Doc. N° 2216
Prof. Dr. A. A. Bispo, Dr. H. Hülskath (editores) e curadoria científica © 1989 by ISMPS e.V. © Internet-edição 1999 by ISMPS e.V. © 2006 nova série by ISMPS e.V. Todos os direitos reservados - ISSN 1866-203X - urn:nbn:de:0161-2008020501
107 - 2007/3
Tópicos multilaterais França-Brasil
Identidade, integração e diferenciação cultural de brasileiros na França e suas repercussões no Brasil A valsa brasileira em Paris: Durand e Mesquita
Colóquio ISMPS pelos 100 anos da admissão de Carlos de Mesquita no Conservatório de Paris
A.A.Bispo
Os estudos culturais no contexto das relações entre a França e o Brasil, que veem sendo desenvolvidos há décadas pela A.B.E. e pelos institutos de pesquisas a ela integrados, tiveram continuidade com um ciclo de estudos do ISMPS (Instituto de Estudos da Cultura Musical do Mundo de Língua Portuguesa) dedicado à função da música no processo performativo de identidades de brasileiros residentes em Paris na segunda metade do século XIX.
Vários estudiosos e artistas brasileiros alcançaram renome e conquistaram posições influentes na vida cultural de Paris naquele século. Integrando-se muitos deles na sociedade francesa, não perderam os seus elos com o Brasil, atuando como agentes divulgadores da cultura brasileira na Europa e transmitindo impulsos e novas correntes estéticas e do pensamento ao Brasil. Entre os intelectuais que mais se empenharam no desenvolvimento dos estudos brasileiros na França, salienta-se o amazonense Barão de Sant'Anna Nery, vulto de extraordinária relevância para os estudos históricos das relações interculturais e já várias vezes considerado pela A.B.E.
Com relação à música, torna-se necessário alcançar maior profundidade histórica nos estudos franco-brasileiros. A atenção tem-se concentrado, em geral, no período posterior à Primeira Guerra Mundial. Cada vez mais se constata, porém, que essa presença brasileira na capital francesa não pode ser entendida sem a consideração do desenvolvimento anterior, preparado por vários artistas e que muitas vezes serviram de intermediários e mentores para seus conterrâneos.
• • • •
### INSTRUÇÃO
Que lugares (países, cidades ou continentes) o trecho para leitura menciona pelo nome? Cite cada um apenas uma vez.
• • • •
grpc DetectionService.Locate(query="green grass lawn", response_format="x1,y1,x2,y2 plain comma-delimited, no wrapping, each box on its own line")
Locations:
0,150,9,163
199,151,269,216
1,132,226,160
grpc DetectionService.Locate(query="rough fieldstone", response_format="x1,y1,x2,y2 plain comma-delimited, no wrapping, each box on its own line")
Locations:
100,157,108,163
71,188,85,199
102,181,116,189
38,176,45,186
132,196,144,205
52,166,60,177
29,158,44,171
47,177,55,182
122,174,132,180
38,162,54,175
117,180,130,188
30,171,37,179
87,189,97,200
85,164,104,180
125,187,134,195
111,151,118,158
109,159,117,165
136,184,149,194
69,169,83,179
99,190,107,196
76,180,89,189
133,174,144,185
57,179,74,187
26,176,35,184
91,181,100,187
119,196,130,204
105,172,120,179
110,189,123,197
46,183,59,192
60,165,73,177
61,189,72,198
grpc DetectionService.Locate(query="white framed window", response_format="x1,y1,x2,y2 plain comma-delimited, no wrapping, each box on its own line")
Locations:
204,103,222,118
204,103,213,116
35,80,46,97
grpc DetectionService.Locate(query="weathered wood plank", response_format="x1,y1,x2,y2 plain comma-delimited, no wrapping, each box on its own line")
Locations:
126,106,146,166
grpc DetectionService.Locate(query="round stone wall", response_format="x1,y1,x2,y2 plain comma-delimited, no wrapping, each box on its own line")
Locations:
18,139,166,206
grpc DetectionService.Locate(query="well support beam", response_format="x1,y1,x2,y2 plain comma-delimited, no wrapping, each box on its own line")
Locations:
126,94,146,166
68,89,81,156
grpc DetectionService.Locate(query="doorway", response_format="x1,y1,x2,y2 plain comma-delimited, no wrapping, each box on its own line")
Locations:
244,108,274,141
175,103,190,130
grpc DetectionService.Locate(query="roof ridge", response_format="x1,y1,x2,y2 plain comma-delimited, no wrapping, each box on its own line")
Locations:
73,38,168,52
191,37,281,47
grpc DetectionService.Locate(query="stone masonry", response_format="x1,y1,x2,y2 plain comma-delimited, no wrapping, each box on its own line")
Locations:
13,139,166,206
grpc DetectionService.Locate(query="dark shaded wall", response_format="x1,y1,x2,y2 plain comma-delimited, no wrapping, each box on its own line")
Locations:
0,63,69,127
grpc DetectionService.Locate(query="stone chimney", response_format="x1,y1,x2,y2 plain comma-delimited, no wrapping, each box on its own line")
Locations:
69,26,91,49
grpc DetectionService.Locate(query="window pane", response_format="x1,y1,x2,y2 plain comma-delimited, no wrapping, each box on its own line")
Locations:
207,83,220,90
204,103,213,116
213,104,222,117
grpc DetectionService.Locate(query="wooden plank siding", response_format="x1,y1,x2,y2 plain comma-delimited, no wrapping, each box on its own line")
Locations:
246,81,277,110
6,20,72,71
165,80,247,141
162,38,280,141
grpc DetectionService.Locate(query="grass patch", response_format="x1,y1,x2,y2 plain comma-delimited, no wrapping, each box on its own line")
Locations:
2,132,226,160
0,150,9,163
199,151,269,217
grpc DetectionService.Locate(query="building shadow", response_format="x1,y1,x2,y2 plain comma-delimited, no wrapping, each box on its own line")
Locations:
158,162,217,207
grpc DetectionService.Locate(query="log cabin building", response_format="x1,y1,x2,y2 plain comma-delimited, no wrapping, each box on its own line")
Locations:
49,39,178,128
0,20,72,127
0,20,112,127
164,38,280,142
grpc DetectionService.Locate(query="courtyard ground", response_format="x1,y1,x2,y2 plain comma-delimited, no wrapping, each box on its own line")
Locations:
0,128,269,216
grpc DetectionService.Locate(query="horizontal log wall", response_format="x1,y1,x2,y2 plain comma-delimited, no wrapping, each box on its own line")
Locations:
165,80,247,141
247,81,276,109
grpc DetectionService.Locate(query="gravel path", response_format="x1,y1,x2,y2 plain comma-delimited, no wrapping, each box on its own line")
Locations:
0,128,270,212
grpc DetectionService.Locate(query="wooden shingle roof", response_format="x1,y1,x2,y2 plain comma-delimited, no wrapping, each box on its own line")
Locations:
• • • •
### RESPOSTA DO EXERCÍCIO
França, Brasil, Paris e Europa.